Exercise directions:
Quote the listing in full, exactly as given, minus any pictures.

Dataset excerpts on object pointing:
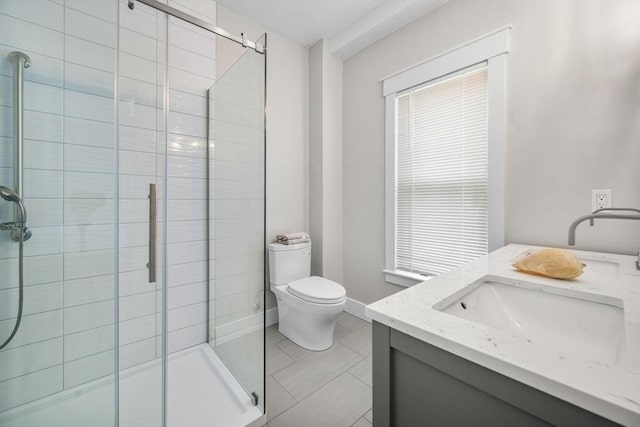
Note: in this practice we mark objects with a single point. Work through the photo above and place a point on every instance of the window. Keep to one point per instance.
(445, 161)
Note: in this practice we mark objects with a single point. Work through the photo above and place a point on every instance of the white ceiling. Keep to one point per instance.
(348, 25)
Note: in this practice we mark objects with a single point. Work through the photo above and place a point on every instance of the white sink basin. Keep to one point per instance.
(569, 323)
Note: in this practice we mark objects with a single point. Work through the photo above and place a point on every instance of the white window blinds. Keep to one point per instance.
(442, 174)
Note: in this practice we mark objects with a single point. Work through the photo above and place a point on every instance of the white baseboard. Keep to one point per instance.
(271, 316)
(356, 308)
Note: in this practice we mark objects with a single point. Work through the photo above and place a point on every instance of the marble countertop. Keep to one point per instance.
(610, 391)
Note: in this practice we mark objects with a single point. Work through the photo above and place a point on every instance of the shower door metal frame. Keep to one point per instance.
(242, 39)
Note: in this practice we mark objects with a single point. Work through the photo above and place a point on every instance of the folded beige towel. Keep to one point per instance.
(293, 238)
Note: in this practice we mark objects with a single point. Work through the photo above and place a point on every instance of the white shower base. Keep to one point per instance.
(201, 392)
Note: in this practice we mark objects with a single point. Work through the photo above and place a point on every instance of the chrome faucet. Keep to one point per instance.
(598, 214)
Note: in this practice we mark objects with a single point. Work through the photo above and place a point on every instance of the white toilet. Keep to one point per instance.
(308, 307)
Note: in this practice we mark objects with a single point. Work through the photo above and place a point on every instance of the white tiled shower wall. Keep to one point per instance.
(67, 334)
(237, 201)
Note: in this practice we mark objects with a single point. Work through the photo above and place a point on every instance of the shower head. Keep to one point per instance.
(8, 194)
(19, 227)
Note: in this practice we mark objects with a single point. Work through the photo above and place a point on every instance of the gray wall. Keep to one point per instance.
(572, 125)
(325, 161)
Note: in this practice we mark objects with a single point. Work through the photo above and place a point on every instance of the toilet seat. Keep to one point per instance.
(317, 290)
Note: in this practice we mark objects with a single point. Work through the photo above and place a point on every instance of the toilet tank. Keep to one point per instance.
(289, 262)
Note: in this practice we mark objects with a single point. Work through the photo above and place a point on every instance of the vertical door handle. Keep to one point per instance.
(153, 232)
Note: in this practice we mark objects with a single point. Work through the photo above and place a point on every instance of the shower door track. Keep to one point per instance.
(242, 39)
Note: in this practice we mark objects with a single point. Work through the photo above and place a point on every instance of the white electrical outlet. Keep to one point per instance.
(600, 199)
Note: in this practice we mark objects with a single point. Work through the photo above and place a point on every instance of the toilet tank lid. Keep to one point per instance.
(275, 247)
(318, 289)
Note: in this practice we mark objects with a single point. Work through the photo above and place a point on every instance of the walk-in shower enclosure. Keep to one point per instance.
(138, 294)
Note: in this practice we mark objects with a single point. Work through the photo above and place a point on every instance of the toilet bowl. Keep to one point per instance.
(308, 306)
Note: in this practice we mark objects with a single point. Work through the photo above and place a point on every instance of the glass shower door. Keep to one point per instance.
(59, 368)
(236, 219)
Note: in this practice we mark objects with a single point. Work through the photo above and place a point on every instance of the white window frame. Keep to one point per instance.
(490, 49)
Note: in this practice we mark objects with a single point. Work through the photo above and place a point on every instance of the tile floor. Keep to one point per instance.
(330, 388)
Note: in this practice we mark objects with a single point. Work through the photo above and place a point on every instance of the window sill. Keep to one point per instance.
(403, 278)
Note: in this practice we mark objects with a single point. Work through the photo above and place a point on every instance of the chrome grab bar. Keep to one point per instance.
(153, 232)
(612, 209)
(21, 61)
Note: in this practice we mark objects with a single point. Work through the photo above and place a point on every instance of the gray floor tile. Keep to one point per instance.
(294, 351)
(363, 371)
(359, 341)
(278, 400)
(361, 423)
(309, 374)
(273, 335)
(340, 331)
(351, 322)
(276, 359)
(341, 402)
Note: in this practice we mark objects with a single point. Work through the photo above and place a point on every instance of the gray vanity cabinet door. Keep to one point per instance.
(418, 385)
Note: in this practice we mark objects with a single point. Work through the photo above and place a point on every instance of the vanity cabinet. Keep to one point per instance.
(416, 384)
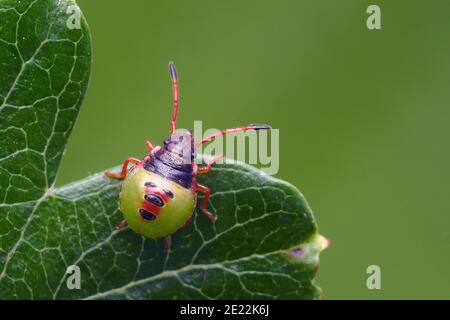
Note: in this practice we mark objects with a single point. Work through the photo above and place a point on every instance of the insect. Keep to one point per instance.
(159, 193)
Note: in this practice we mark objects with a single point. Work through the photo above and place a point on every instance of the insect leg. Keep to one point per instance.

Solution:
Note: in this practice we mark objects with a single point. Work through the photo above and place a point on every instance of the window. Keep to one point per instance.
(445, 161)
Note: in this practice we mark objects with a single point. Work through the photo above and place a point on every instance of the white ceiling. Keep to one point per instance.
(348, 25)
Note: in this practice we mark objects with a single point. Work through the photo above and place a point on every instance of the white sink basin. Keep to one point per instance.
(569, 323)
Note: in this practice we mark objects with a single point. Work through the photo above and place a point on every instance of the white window blinds. Keep to one point per instance.
(442, 174)
Note: in this practice we mark objects with a single point. Work through the photo above and place a point on every instance of the white baseboard. Keep to one point per instance.
(271, 316)
(356, 308)
Note: in this practice we mark objects with a single point. Work through the photo above and place a point on every instance of the marble countertop. Keep to one point per instance.
(610, 391)
Note: in this practice we mark objects with a single point. Work through the photo above and place a point on every instance of the shower door metal frame. Keep to one point per instance.
(242, 39)
Note: in this practice we mark objects with a single point. Work through the photo above and place a point on every instance of the folded beige towel. Keep to one point per instance.
(293, 238)
Note: in this practice we mark objects with a single point. Work through the photo above and place a point on every instance of the white shower base. Keep to one point per instance.
(201, 392)
Note: in this practice we mark objects with a single point. Work through the photo above and place a point on every instance of the chrome faucet. Keep to one point per instance.
(598, 214)
Note: in this practice we mark objects with a single point. Work through the photo above and place a point on every instance of the white toilet. Keep to one point per instance.
(308, 307)
Note: in this practice we mark objects with a single point. Work through the photo above and place a point on every instance of the white tiled shower wall. Keep to one point per instance.
(67, 334)
(237, 201)
Note: in this practice we mark objects with a single point. Work through the photo above and place a point on every instance of the shower head. Keep to one point per instance.
(8, 194)
(19, 227)
Note: in this practice we mark objects with a single point. Work through the photo above and place a point on every instance of the gray wall. Keep to one point per instance.
(572, 125)
(325, 161)
Note: in this practice we mark objects with a single point. Work through the photo above and place a point on every instance of the toilet seat. Keep to one point per instance.
(317, 290)
Note: in this practice we mark objects with a single point. Work through the photo above and place a point on every instance of the toilet tank. Keep to one point per instance.
(289, 262)
Note: in this practice we mark objects with a single point. Work through the photo above and place a point on every instance of the vertical door handle. Keep to one point per instance.
(153, 232)
Note: in this practice we mark objects with a single point. Work through the photo above and place a point on every instance of the shower door track. Keep to one point per instance.
(242, 39)
Note: in this practice we mark objects with a single point. Work through the photo above and place a point on every instance of the white electrical outlet. Keep to one point per instance.
(600, 199)
Note: in this practice we mark objects with a single point. Work through the photo above and place a point on every instance of the toilet tank lid. Keep to one point per instance.
(275, 247)
(318, 289)
Note: in this practice we mark objects with a single point. Work through the photo above and place a point on every instance of the walk-in shower enclosure. Keep to one point per instance.
(138, 294)
Note: in this practice we mark objects with a single point. Work through the photo above and place a point on every instance of the toilet bowl. Keep to one point per instance.
(308, 306)
Note: in this practice we mark objects with a single point. Work through the photo above and place a point on every instance of the glass shower door. Keep to one point per instance.
(59, 368)
(236, 219)
Note: in this practice we mark objects with a single point. Work through the photo above and place a point on every instance of the white window frame. Keep to one point per instance.
(490, 49)
Note: in this practice we mark objects with a single point. Work through the photo above and place a point on every instance of the tile floor. Keep to one point per instance.
(330, 388)
Note: in this practice we mark objects with a single point. Work through the photo above and place a point on every instance of the window sill. Keep to one point per instance.
(403, 278)
Note: in this practice we mark objects with a single point. Work through the photo above and place a point on every instance of the chrome grab bar. Keep to one point per instance.
(153, 232)
(612, 209)
(21, 61)
Note: in this practice we mark objects with a single point. Work through the photo above and place a point on every instance of the gray floor tile. Keep to one point per instance.
(294, 351)
(363, 371)
(359, 341)
(278, 400)
(361, 423)
(309, 374)
(273, 335)
(340, 331)
(351, 322)
(276, 359)
(341, 402)
Note: in this practice we mark objects with a single point. Work through the photo above and place a point on every instance of the gray vanity cabinet door. Keep to one point per instance.
(418, 385)
Note: in this practice we mark objects with a single point. Work through the photo above and place a point on every instance of the vanity cabinet. Keep to one point per instance.
(416, 384)
Note: in this practice we mark objects with a single point. Work through the photo above and place a point on every instance of the insect. Keep to one point per instance.
(159, 193)
Note: in this practice we mark objects with a single point. Work through the photo above and place a point on every instance of the insect leg. Keep to one point per instance.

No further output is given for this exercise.